[Rows of box annotation data]
======
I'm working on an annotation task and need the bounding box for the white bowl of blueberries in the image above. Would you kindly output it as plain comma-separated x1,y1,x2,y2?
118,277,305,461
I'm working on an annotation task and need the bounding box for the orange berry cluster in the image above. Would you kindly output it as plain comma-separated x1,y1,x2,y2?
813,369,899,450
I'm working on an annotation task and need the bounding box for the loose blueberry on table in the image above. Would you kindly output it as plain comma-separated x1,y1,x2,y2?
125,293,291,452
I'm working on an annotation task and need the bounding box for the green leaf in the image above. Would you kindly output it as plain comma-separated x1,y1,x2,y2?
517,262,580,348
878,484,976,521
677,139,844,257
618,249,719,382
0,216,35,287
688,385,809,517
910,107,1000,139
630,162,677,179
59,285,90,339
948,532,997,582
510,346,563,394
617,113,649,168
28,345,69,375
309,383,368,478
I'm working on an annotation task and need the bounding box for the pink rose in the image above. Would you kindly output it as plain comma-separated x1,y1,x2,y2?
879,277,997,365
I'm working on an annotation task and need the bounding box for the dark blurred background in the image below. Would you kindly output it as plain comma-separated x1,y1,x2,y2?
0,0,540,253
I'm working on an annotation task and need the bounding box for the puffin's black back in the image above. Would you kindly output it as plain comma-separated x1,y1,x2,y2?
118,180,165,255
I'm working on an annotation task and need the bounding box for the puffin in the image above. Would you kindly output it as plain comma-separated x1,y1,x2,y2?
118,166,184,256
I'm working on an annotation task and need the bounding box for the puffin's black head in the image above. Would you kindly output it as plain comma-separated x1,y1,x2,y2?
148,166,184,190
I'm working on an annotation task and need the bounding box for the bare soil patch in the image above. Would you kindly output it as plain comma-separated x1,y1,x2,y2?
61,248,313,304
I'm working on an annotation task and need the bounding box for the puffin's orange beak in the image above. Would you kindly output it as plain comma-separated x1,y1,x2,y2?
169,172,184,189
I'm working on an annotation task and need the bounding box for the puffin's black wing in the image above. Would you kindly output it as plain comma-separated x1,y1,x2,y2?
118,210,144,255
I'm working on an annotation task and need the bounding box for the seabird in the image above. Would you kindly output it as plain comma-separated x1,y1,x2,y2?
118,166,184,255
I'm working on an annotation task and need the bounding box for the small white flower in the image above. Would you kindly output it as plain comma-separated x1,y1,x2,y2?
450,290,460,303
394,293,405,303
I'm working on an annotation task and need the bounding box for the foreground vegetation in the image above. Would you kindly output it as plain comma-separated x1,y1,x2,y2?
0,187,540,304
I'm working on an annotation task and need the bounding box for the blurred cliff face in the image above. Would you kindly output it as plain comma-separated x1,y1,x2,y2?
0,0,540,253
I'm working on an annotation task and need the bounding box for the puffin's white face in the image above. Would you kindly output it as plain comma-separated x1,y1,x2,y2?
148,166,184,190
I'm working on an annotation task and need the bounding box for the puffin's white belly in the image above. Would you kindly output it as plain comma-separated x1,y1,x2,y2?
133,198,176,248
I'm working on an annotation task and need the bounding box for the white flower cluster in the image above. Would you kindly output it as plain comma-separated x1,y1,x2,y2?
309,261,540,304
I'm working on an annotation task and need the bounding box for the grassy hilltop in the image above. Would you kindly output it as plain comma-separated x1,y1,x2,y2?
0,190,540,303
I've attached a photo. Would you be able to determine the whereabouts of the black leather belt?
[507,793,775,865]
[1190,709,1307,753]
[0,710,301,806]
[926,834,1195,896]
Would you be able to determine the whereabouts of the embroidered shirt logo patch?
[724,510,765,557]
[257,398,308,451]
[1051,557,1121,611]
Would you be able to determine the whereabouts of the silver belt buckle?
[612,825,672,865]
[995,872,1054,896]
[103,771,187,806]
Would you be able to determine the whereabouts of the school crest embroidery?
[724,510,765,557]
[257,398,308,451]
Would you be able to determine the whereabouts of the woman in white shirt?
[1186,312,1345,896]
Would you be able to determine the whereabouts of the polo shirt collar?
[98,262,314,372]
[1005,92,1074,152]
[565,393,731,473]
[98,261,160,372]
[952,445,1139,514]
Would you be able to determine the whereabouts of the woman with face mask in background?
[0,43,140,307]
======
Goal of the exercise: Go through the listing and copy all of it exactly.

Output:
I'm working on an annotation task and need the bounding box for the white bowl of blueberries in the image above. Would you kindly output it as plain comma-separated x1,y1,x2,y2?
118,277,305,461
I'm working on an annotation task and need the bounding box for the orange berry cluster in the image above. Would you kindly output it as plain comma-separated x1,y1,x2,y2?
813,369,899,450
I'm working on an annotation task and need the bounding box for the loose blueberry on table in the image above. Would you kindly output it as plain comma-separated x1,y1,x2,y2?
125,293,291,452
I'm working on an annotation task and need the bounding box for the green leaf in the image above. Would you kindly output it as plain comma-separated x1,y1,x2,y2?
517,262,580,348
878,484,976,521
677,139,844,257
618,249,719,382
0,216,35,287
688,385,809,517
910,107,1000,139
630,162,677,179
59,285,90,339
948,532,997,582
510,346,563,394
617,113,649,168
28,345,69,375
309,383,368,478
I'm working on an annotation task and need the bounding box for the pink rose in the image above. Would you kindly output it as plain comma-separated x1,y1,x2,y2?
879,277,997,365
I'm working on an annotation task and need the bounding box for the dark blurred background in the image below. Would you kindly output it as plain comma-separated x1,y1,x2,y2?
0,0,540,253
I'm working on an annotation task and need the bounding box for the puffin's black back in the image above. Would you kindly output it as plain comma-separated x1,y1,x2,y2?
118,180,165,255
I'm working on an annotation task and need the bounding box for the puffin in the image above. Would you kindly output it as plain comma-separated x1,y1,x2,y2?
118,166,184,256
I'm working on an annotation task and need the bounding box for the puffin's black head in the image above. Would you kindly output it as plain comma-separated x1,y1,x2,y2?
148,166,184,190
I'm working on an annotation task and need the bounding box for the bare soil patch in the image above. Would you kindly output it as plain comma-separated x1,y1,x2,y2?
61,248,313,304
I'm working on an annotation task and need the bounding box for the puffin's orange beak in the image above. Would you kindly output it as plain comma-separated x1,y1,x2,y2?
169,172,184,189
I'm working on an annotation task and need the bounding box for the puffin's black wing in the image above. Would you kindly output it as plain comma-separated x1,y1,x2,y2?
118,210,144,255
I'm working on an annotation task and need the bounding box for the seabird in the image above. Would you kindly output it as plain comma-separated x1,y1,x2,y2?
118,166,184,255
I'm working on an annotation task and need the bounding box for the small white flower in the image above. Would you kindly output it as plain comma-separated x1,y1,x2,y2?
450,290,460,303
394,293,405,303
I'm working on an annotation task and need the bounding box for the foreground vegetation in the image above. Would you kindly output it as plain comma-separated x1,y1,x2,y2?
0,187,540,304
I'm working on an annotation task and need the bounding box for the blurred cliff face in the image above. Would you kindly output it as plain comma-separated x1,y1,x2,y2?
0,0,540,253
I'm working on an annotation task and need the bounding box for the puffin's white face in the image above. Would you kindly output it as plain comma-separated x1,y1,x2,y2?
148,166,184,190
I'm working on an annotation task and need the bounding box for the puffin's white belly in the image above. Would you kindly output it as plain comma-separated x1,y1,x2,y2?
133,198,176,248
I'm working on an annotation task and need the bounding box for the white flower cluster in the image above. Would you kindly output it as plain comma-separated x1,y1,x2,y2?
309,261,540,304
I'm working on an annotation task and need the bounding box for the grassy hilltop in the image above. Would you kindly output it as plain comma-separated x1,y1,x2,y2?
0,190,540,303
I've attached a photo. Would you be able to determine the whereabouts of the black leather belt?
[507,793,775,865]
[1190,709,1307,753]
[0,710,301,806]
[926,834,1195,896]
Would you be able to determine the whereabouts of the embroidered shirt logo patch?
[724,510,765,557]
[257,398,308,451]
[1051,557,1121,611]
Would you be able to determine the whereabouts of the silver belt buckle?
[612,825,672,865]
[995,872,1054,896]
[103,771,187,806]
Would you be able to determine the whereabouts of the school crest embroidery?
[724,510,765,557]
[257,398,308,451]
Would you be able to determine the whereabouts of the woman in white shirt?
[1186,312,1345,896]
Would you be able to determine the whereabouts of the polo shirt collar?
[98,262,314,372]
[1005,92,1074,152]
[565,393,731,473]
[98,261,160,372]
[952,445,1139,514]
Would you be able to determine the whereabouts of the woman with face mask in background?
[0,43,140,307]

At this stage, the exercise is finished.